-- Challenge --
Rewrite all of the records below, replacing every instance of "Result" with "Output" and keeping everything else the same.
---------- Data listing
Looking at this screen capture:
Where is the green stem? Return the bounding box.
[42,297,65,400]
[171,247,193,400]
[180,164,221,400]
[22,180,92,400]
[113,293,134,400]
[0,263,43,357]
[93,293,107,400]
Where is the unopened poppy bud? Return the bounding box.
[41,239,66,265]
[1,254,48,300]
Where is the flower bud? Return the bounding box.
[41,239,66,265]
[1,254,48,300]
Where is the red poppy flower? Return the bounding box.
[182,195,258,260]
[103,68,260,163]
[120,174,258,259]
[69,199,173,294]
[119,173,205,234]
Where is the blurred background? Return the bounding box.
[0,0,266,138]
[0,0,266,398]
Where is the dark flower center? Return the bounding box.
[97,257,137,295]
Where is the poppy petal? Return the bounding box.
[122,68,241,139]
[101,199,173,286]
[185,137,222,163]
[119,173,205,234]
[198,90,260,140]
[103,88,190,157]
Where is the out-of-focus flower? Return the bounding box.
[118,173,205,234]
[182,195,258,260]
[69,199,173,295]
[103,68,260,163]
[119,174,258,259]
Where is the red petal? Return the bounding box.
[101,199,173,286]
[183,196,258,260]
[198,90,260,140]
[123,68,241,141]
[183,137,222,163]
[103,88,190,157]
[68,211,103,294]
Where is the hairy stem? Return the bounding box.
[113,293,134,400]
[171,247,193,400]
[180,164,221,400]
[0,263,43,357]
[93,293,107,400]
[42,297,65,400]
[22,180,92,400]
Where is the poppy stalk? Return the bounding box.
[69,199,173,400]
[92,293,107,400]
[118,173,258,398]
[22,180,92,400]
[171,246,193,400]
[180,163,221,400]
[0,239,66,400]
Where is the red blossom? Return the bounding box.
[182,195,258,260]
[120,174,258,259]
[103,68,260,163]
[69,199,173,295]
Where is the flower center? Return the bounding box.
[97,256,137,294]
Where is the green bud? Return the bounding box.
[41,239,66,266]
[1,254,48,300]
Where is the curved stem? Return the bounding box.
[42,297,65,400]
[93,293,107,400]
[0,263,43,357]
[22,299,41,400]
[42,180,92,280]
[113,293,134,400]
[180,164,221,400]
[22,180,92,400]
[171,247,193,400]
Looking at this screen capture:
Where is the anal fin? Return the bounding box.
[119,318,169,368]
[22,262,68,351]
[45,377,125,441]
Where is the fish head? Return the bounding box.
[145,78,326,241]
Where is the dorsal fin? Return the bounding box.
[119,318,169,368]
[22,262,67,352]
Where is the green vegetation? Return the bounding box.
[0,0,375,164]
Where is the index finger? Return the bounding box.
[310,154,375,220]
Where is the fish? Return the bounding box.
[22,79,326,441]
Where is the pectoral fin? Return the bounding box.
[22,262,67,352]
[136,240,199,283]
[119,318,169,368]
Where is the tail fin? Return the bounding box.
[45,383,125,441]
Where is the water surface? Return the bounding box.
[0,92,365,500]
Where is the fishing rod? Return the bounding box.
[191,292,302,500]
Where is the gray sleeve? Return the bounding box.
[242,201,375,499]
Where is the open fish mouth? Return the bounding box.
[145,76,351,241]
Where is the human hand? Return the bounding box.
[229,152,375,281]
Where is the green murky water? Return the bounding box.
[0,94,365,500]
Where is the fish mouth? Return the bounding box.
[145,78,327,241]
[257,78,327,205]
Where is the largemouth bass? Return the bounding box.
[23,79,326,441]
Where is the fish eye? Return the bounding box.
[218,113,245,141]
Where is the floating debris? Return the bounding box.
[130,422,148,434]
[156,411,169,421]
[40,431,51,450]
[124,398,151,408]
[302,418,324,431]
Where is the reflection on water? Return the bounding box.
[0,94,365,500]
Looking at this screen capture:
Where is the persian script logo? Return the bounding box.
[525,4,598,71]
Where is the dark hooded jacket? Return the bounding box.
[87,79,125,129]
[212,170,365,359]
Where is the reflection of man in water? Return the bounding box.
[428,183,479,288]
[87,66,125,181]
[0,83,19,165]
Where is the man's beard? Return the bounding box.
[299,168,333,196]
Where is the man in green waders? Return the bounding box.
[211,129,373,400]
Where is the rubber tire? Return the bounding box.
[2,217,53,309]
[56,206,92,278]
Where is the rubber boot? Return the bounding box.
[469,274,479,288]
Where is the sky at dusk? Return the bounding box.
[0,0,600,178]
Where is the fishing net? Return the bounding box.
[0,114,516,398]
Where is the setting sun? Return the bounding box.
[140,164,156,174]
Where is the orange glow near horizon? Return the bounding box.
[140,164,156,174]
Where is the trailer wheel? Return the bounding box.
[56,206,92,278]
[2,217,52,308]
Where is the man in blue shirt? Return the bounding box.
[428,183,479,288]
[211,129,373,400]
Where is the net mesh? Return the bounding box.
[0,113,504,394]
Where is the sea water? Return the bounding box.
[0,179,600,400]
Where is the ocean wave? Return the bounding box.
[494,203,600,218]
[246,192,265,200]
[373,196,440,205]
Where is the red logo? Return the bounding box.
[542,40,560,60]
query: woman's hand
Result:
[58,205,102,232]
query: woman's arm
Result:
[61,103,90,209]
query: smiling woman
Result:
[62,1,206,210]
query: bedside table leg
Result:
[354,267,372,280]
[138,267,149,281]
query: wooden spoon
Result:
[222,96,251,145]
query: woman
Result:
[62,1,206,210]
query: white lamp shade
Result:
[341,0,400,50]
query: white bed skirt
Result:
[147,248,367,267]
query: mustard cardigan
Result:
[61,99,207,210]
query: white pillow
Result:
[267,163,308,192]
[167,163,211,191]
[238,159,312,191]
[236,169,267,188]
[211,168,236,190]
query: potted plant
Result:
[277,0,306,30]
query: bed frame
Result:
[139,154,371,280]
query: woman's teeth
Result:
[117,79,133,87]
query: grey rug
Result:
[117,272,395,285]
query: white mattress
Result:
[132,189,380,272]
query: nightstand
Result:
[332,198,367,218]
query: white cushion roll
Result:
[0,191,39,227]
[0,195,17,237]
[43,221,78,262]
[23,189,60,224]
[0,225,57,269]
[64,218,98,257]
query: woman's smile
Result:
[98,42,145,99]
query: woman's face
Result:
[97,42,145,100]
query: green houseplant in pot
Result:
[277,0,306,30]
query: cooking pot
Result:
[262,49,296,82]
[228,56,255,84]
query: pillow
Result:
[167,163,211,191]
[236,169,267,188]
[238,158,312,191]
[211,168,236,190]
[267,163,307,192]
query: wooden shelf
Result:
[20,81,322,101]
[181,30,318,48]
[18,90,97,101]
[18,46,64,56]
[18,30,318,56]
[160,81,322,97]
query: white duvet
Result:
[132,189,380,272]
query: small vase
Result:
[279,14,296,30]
--------------------
-- Full answer --
Looking at this screen capture:
Where is the green stem? Return the bounding box.
[42,297,65,400]
[171,247,193,400]
[180,164,221,400]
[22,180,92,400]
[113,293,134,400]
[0,263,43,357]
[93,293,107,400]
Where is the unopened poppy bud? Return the bounding box.
[41,239,66,265]
[1,254,48,300]
Where is the flower bud? Return the bounding box.
[41,239,66,265]
[1,254,48,300]
Where is the red poppy flower? Return the bounding box.
[182,195,258,260]
[103,68,260,163]
[120,174,258,259]
[69,199,173,294]
[119,173,205,234]
Where is the blurred background? Return the bounding box.
[0,0,266,138]
[0,0,266,398]
Where is the dark flower center? Return the bounding box.
[97,257,137,295]
Where is the poppy petal? Return the bounding box.
[122,68,241,139]
[101,199,173,286]
[185,137,222,163]
[119,173,205,234]
[198,90,260,140]
[103,88,190,157]
Where is the out-of-focus flower? Return the bounding box.
[118,173,205,234]
[182,195,258,260]
[69,199,173,295]
[103,68,260,163]
[119,174,258,259]
Where is the red petal? Return the bounding box.
[101,199,173,286]
[183,196,258,260]
[198,90,260,140]
[123,68,241,141]
[183,137,222,163]
[103,88,190,157]
[68,211,103,294]
Where is the hairy stem? Return the bounding box.
[113,293,134,400]
[171,247,193,400]
[180,164,221,400]
[0,263,43,357]
[93,293,107,400]
[42,297,65,400]
[22,180,92,400]
Where is the poppy stalk? Return the bounding box.
[69,199,173,400]
[92,293,107,400]
[118,173,258,398]
[22,180,92,400]
[171,246,193,400]
[180,163,221,400]
[0,239,66,400]
Where is the red blossom? Return the bounding box.
[182,195,258,260]
[120,174,258,259]
[103,68,260,163]
[69,199,173,295]
Where is the flower center? Return the bounding box.
[97,256,137,294]
Where is the green bud? Return the bounding box.
[41,239,66,266]
[1,254,48,300]
Where is the curved stem? Return the bounding box.
[42,297,65,400]
[93,293,107,400]
[0,263,43,357]
[22,299,41,400]
[42,180,92,280]
[113,293,134,400]
[180,164,221,400]
[22,180,92,400]
[171,247,193,400]
Looking at this screen capture:
Where is the anal fin? Return the bounding box.
[119,318,169,368]
[22,262,68,351]
[45,377,125,441]
Where is the fish head? Return the bounding box.
[145,78,326,241]
Where is the dorsal fin? Return the bounding box.
[119,318,169,368]
[22,262,67,352]
Where is the green vegetation? Return the bounding box.
[0,0,375,164]
Where is the index finger? Return the bounding box.
[310,154,375,220]
Where is the fish? Return the bounding box.
[22,79,326,441]
Where is the pectoral fin? Return the bounding box.
[22,262,67,352]
[136,240,199,283]
[119,318,169,368]
Where is the tail fin? Return the bounding box.
[45,383,125,441]
Where is the water surface? Return the bounding box.
[0,92,365,500]
Where is the fishing rod? Return the bounding box.
[191,292,302,500]
Where is the gray sleeve? Return the bounding box.
[242,201,375,499]
Where is the open fish mouth? Return the bounding box.
[145,76,351,241]
Where is the human hand? Return the bounding box.
[229,152,375,281]
Where is the green murky water? Return the bounding box.
[0,94,365,500]
Where is the fish mouth? Return the bounding box.
[145,78,327,241]
[257,78,327,205]
Where is the largemouth bass? Return the bounding box.
[23,79,326,441]
Where is the fish eye? Return the bounding box.
[218,113,245,141]
Where is the floating debris? Return the bounding box.
[130,422,148,434]
[156,411,169,421]
[40,431,51,450]
[124,398,151,408]
[302,418,324,431]
Where is the reflection on water? Return the bounding box.
[0,94,365,500]
Looking at this screen capture:
Where is the persian script logo? Return the bounding box.
[525,4,598,71]
Where is the dark hooded jacket? Return the bounding box.
[87,79,125,129]
[212,170,365,359]
Where is the reflection of man in water? Return the bounding box.
[428,183,479,288]
[87,66,125,181]
[0,83,19,165]
Where is the man's beard? Return the bounding box.
[299,168,333,196]
Where is the man in green waders? Return the bounding box.
[211,129,373,400]
Where is the rubber tire? Return the bounding box.
[2,217,53,309]
[56,206,92,278]
Where is the rubber boot? Return the bounding box.
[469,274,479,288]
Where is the sky at dusk? Return the bounding box.
[0,0,600,178]
Where is the fishing net? Return the bounding box.
[0,114,516,398]
Where is the setting sun? Return the bounding box.
[140,164,156,174]
Where is the orange glow near horizon? Return the bounding box.
[140,164,156,174]
Where is the trailer wheel? Return the bounding box.
[56,206,92,278]
[2,217,52,308]
Where is the man in blue shirt? Return the bounding box.
[428,183,479,288]
[211,129,373,400]
Where is the net mesh? Return the bounding box.
[0,113,504,394]
Where is the sea water? Return the bounding box.
[0,179,600,400]
Where is the ocean wave? Return the bounding box.
[494,203,600,218]
[246,192,265,200]
[373,196,440,205]
Where is the red logo? Return the bounding box.
[542,40,560,60]
query: woman's hand
Output:
[58,205,102,232]
query: woman's arm
Output:
[61,103,90,209]
query: smiling woman
Output:
[62,1,206,210]
query: bedside table leg
Output:
[354,267,372,280]
[138,267,149,281]
query: wooden spoon
Output:
[222,96,251,145]
query: woman
Output:
[62,1,206,210]
query: white lamp shade
Output:
[341,0,400,50]
query: white bed skirt
Output:
[147,248,367,267]
query: mustard cardigan
Output:
[61,99,207,210]
query: white pillow
Output:
[267,163,308,192]
[167,163,211,191]
[238,159,312,191]
[236,169,267,188]
[211,168,236,190]
query: potted plant
Output:
[277,0,306,30]
query: bed frame
Output:
[139,154,371,280]
query: woman's teeth
Output:
[117,79,133,87]
query: grey rug
Output:
[117,272,395,285]
query: white mattress
Output:
[132,189,380,272]
query: nightstand
Output:
[332,198,367,218]
query: white cushion roll
Output:
[0,191,39,227]
[0,195,17,237]
[43,221,78,262]
[23,189,60,224]
[0,225,57,269]
[64,218,98,257]
query: woman's smile
Output:
[98,42,145,99]
query: woman's face
Output:
[97,42,145,100]
query: green houseplant in pot
Output:
[277,0,306,30]
query: cooking pot
Output:
[262,49,296,82]
[228,56,255,84]
query: pillow
Output:
[167,163,211,191]
[236,169,267,188]
[238,158,312,191]
[211,168,236,190]
[267,163,307,192]
query: wooden shelf
Output:
[20,81,322,101]
[181,30,318,48]
[18,90,97,101]
[18,46,64,56]
[18,30,318,56]
[160,81,322,97]
query: white duvet
Output:
[132,189,380,272]
query: small vase
Output:
[279,14,296,30]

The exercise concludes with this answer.